— BEGIN QUOTED PASSAGE —

More delicate and rarer than the Roman broccoli is what gardeners call the Naples, Neapolitan or cauliflower broccoli. James Justice, author of British Gardener’s New Director (1771) declared: “I prefer the White Brocoli, or what is called the Neopolitan Brocoli…it is a crop [that] will hold [remain good] for a considerable time, and many persons esteem them more than they do the best Collyflowers.” Although it is remarkably similar in appearance to the cauliflower, the taste is distinctly broccoli-like. Like the Roman broccoli, it too, must be planted in the fall for a spring harvest.
For a complete explanation of broccoli and its kinds you are invited to examine: Vegetable Gardening the Colonial Williamsburg way, 18th century methods for today’s organic gardeners (Rodale Press)

— END QUOTED PASSAGE —

**TASKS FOR THIS EXERCISE**
A) According to the passage on Neapolitan broccoli, in what season must this broccoli be planted to get a spring harvest?
B) Continue the passage on Neapolitan broccoli, picking up after its last sentence.

— BEGIN DATASET EXCERPTS —

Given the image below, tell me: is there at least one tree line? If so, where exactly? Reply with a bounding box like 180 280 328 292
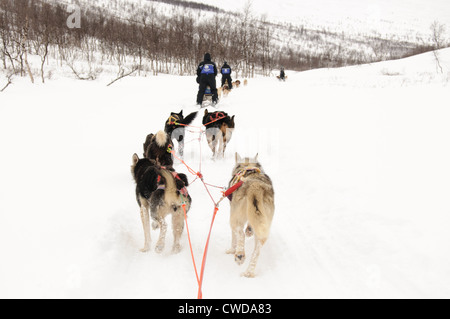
0 0 442 82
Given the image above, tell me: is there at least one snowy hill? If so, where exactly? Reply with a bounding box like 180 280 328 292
0 49 450 298
183 0 450 39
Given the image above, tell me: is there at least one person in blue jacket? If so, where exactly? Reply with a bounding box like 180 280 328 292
220 61 233 90
197 53 219 105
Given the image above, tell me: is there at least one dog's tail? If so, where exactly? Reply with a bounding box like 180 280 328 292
161 169 180 211
247 188 275 243
155 131 168 147
181 112 198 125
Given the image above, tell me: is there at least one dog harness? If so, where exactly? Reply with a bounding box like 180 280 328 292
201 64 214 75
225 167 261 202
205 112 226 126
157 167 189 197
166 115 180 125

— END DATASET EXCERPTS —

**TASK-BY-TASK RESULTS**
A) In the fall.

B)
April 17, 2013
From the Garden, April 17
All the young cabbage and cauliflower plants are now well established in the garden and growing rapidly. Unfortunately, it is also the time of year that we see the first butterflies of the Imported Cabbageworm. Often known by gardeners as the Cabbage White, this ubiquitous pest is responsible for the green caterpillars that infest nearly all members of the Brassica genus. As is true with many of the common garden pest that the modern gardener must contend with, gardeners in eighteenth-century Williamsburg would not have been bothered by this pest as it did not arrive in this country until the middle of the nineteenth century.It was well known in 18th century England however and its potential ravages were calculated by Richard Bradley in 1720: “Those Caterpillars which feed upon the Cabbage, and change into the common White Butter flies, breed twice every year, each of them laying near 400 Eggs at one time; so that from the second Brood of one single Caterpillar we may reasonable expect 160,000.” Anyone who has attempted the culture of Brassicas can well believe these extraordinary numbers.
There have been a number of chemical remedies recommended for this pest over the years but all of the organic recipes require a diligence and constant application that discourage many gardeners from attempting their culture. The easiest, and surest, remedy is to simply prevent the butterfly from landing for if it cannot land, it cannot lay its egg. In Williamsburg we use a lightly woven cheese cloth to cover our plants. When the plants are young, we protect individual rows and as they mature, we cover the entire planting with the cheese cloth laid over a table like structure fashioned from sticks. The modern gardener has the benefit of more durable row covers in a variety of sizes than can be used in a like manner.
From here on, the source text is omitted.